=== EXERCISE INSTRUCTIONS ===
The full listing, copied exactly and free of pictures, is the expected reply.

[LISTED ENTRIES Boundary: Start]

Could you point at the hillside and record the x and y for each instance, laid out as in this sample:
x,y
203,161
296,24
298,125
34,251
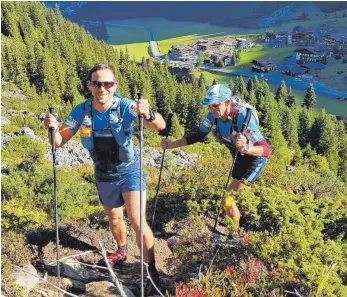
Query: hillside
x,y
292,235
228,14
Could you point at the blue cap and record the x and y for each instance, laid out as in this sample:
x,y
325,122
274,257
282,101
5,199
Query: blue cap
x,y
216,93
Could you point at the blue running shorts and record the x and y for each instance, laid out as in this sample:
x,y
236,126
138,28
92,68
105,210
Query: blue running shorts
x,y
248,168
110,192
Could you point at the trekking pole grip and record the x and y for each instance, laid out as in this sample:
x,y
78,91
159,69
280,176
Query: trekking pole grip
x,y
51,111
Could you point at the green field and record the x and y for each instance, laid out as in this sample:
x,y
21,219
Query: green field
x,y
168,33
332,106
136,50
165,29
259,51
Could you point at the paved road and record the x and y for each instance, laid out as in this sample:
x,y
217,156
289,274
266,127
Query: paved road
x,y
152,41
275,78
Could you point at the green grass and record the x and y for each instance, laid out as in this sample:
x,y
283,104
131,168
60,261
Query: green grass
x,y
315,21
209,77
332,106
260,51
137,50
165,29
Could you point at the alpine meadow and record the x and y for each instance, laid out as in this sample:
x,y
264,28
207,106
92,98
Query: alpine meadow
x,y
293,229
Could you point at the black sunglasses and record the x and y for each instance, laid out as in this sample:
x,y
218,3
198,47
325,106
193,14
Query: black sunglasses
x,y
106,84
214,105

[LISTED ENTRIES Boundary: End]

=== RESPONSE ===
Could you point at the hillside and record the x and y for each instance, laid out as in this sample:
x,y
203,161
296,24
298,125
34,251
Query: hillside
x,y
292,235
228,14
Could you point at the blue cap and record the x and y for each instance, laid out as in this sample:
x,y
325,122
274,257
282,101
5,199
Query: blue cap
x,y
216,93
Could you point at the blue running shorts and record the x and y for each instance, laid out as in this sample:
x,y
236,126
138,28
92,68
105,210
Query: blue running shorts
x,y
248,168
110,192
Could you point at the trekking pole grip and record the x and y for each instance, laid out as in this sample:
x,y
78,91
159,69
280,176
Query: trekking pole grip
x,y
51,111
Could you point at the green field and record the x and y for each instance, laid out as in this sample:
x,y
21,219
Query: green field
x,y
168,33
332,106
136,50
165,29
259,51
Could you point at the paved road and record the x and y for each instance, laid out as in this sample:
x,y
217,156
289,274
266,127
Query: paved road
x,y
152,41
275,78
Could you point at the green grass and record the x and y for each instance, laid out as in this sample:
x,y
283,104
131,168
60,261
Query: green grass
x,y
315,21
209,77
332,106
260,51
137,50
165,29
Could you point at the alpine meadow and record the x and y for each instance, laid out as in this sample:
x,y
264,28
207,106
92,98
Query: alpine meadow
x,y
293,229
Could you point at the black sunglasses and record the x and y for each instance, laid out as in this sample:
x,y
218,3
198,47
325,106
193,14
Query: black sunglasses
x,y
106,84
214,105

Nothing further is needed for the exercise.